» Input data:
○ ○ ○ ○ ○

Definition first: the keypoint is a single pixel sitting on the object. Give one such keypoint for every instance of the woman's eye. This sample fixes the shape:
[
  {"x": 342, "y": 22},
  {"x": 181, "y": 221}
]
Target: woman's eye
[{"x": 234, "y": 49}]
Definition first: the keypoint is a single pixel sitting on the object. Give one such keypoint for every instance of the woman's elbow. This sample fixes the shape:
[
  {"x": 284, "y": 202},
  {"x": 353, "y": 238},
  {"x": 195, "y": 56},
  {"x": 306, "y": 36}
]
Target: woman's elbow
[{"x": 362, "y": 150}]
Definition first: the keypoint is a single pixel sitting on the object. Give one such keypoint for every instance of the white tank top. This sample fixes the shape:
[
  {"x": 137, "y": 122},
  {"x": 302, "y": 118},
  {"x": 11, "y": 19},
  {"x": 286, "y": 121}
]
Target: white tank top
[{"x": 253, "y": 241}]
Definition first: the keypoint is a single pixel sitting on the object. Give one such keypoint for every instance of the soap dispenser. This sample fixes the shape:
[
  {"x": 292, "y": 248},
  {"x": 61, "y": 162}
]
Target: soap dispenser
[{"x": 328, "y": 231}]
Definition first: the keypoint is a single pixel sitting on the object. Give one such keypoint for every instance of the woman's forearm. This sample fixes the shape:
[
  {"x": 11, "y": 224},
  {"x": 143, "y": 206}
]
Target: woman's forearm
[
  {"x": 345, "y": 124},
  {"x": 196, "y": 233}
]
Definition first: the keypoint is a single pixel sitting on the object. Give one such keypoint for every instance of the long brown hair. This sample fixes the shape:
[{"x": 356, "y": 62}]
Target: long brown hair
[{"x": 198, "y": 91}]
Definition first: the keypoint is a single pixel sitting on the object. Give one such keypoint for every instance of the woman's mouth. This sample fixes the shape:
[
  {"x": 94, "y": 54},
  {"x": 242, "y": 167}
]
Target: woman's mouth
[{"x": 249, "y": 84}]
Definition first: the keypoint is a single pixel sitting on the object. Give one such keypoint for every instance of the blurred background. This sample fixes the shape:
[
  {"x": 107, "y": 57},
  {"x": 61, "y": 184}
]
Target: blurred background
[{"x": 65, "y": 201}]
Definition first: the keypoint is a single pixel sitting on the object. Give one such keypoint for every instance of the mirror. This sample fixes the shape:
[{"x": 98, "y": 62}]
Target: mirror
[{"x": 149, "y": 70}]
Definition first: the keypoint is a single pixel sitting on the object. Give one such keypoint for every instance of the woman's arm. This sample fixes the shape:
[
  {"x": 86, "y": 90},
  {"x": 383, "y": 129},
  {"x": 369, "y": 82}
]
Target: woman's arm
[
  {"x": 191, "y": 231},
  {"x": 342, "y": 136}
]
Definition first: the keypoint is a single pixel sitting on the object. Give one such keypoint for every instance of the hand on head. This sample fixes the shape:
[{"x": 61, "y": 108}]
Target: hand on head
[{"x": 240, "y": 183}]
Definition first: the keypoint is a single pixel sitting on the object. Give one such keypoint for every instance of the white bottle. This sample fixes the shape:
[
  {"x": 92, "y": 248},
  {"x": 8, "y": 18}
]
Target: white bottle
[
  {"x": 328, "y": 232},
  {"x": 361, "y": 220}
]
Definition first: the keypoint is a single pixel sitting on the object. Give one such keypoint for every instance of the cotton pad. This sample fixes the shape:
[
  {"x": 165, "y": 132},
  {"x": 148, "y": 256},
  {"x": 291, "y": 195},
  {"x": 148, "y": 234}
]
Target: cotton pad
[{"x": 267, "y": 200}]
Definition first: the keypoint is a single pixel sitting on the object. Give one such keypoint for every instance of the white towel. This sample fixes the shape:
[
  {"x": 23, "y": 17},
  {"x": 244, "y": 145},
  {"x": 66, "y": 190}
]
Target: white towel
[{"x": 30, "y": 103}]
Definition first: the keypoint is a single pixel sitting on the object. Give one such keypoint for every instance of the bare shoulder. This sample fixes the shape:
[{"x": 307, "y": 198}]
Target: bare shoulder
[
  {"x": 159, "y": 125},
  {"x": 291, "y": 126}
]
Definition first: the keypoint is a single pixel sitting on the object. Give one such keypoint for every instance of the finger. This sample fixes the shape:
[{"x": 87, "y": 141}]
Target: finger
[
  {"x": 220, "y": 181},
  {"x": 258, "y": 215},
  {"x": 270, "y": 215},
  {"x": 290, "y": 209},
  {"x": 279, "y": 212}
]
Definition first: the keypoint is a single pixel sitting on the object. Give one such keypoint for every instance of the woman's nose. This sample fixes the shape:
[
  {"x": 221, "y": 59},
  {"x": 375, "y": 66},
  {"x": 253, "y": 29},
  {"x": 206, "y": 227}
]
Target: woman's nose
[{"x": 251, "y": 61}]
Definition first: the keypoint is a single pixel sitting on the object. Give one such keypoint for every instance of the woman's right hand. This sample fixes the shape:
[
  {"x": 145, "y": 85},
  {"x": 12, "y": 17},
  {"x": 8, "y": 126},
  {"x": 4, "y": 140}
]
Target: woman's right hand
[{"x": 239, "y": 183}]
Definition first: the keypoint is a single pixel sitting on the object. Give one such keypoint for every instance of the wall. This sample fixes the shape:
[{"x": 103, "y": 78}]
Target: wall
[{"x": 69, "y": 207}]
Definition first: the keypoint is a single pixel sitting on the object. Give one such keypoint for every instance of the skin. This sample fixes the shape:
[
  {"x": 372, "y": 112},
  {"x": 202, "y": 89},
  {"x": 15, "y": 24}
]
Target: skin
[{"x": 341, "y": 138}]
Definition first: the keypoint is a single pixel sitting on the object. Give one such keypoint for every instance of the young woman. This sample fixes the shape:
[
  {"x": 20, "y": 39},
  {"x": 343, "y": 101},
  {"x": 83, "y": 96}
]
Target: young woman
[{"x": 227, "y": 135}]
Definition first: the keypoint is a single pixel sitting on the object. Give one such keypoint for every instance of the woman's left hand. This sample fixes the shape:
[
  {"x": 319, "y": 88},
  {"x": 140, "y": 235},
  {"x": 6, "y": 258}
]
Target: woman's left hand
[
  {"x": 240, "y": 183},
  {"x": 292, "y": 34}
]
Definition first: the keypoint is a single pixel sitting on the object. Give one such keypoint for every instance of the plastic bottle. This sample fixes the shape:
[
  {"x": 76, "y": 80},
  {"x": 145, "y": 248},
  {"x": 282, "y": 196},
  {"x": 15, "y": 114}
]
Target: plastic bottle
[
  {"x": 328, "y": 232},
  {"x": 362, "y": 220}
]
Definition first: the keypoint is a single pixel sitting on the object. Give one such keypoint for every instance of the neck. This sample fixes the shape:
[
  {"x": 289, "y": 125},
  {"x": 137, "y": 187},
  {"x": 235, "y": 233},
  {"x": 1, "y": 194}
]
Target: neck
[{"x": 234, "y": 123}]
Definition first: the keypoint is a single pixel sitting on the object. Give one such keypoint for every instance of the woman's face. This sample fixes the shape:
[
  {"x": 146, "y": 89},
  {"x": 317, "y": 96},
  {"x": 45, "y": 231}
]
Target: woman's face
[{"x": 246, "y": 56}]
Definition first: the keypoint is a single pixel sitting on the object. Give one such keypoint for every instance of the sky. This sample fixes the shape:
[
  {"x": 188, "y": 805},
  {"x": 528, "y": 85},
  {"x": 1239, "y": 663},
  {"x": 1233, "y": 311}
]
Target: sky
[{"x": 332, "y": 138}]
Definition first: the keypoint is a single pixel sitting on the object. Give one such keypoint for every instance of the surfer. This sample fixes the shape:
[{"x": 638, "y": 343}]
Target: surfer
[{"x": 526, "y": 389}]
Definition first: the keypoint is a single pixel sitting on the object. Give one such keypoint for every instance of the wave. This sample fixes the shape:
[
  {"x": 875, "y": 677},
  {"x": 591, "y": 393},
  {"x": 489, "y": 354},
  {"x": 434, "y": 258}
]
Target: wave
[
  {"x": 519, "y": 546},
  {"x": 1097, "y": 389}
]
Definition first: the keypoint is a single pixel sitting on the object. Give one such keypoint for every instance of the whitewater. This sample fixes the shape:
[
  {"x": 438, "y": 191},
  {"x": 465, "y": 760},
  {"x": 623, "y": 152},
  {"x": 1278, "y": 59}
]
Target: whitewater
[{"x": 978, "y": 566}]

○ ○ ○ ○ ○

» Your goal: Reproduce the lines of the entries above exactly, but only from the line containing "the woman's face." through the final line.

» Response to this exercise:
Definition first: the keypoint is a single pixel sitting on the object. Give one such keypoint for every instance of the woman's face. This sample fixes the shape:
[
  {"x": 146, "y": 89},
  {"x": 317, "y": 96},
  {"x": 45, "y": 231}
]
Target: woman's face
[{"x": 246, "y": 56}]
Definition first: the keypoint is a single pixel sitting on the object. Give one such keypoint for every instance of the sky. This sample fixes the shape:
[
  {"x": 188, "y": 805},
  {"x": 528, "y": 85},
  {"x": 1239, "y": 663},
  {"x": 1233, "y": 311}
]
Target: sky
[{"x": 332, "y": 138}]
Definition first: the keypoint is a single pixel sitting on the object. Give one such keypoint for every instance of the surfer. This sample fixes the shape:
[{"x": 638, "y": 343}]
Target: surfer
[{"x": 526, "y": 389}]
Definition first: the keypoint is a single pixel sitting on the object. Give one such keypoint for every instance of the wave. This sample fixes the shape:
[
  {"x": 875, "y": 677},
  {"x": 591, "y": 393},
  {"x": 489, "y": 354},
  {"x": 434, "y": 258}
]
Target: wave
[
  {"x": 519, "y": 546},
  {"x": 1097, "y": 389}
]
Definition first: the keypoint is a single pixel sitting on the object. Give one such keypoint for every instance of the whitewater. This sample fixes the shape:
[
  {"x": 438, "y": 191},
  {"x": 465, "y": 760},
  {"x": 623, "y": 152},
  {"x": 1278, "y": 59}
]
Target: whitewater
[{"x": 978, "y": 566}]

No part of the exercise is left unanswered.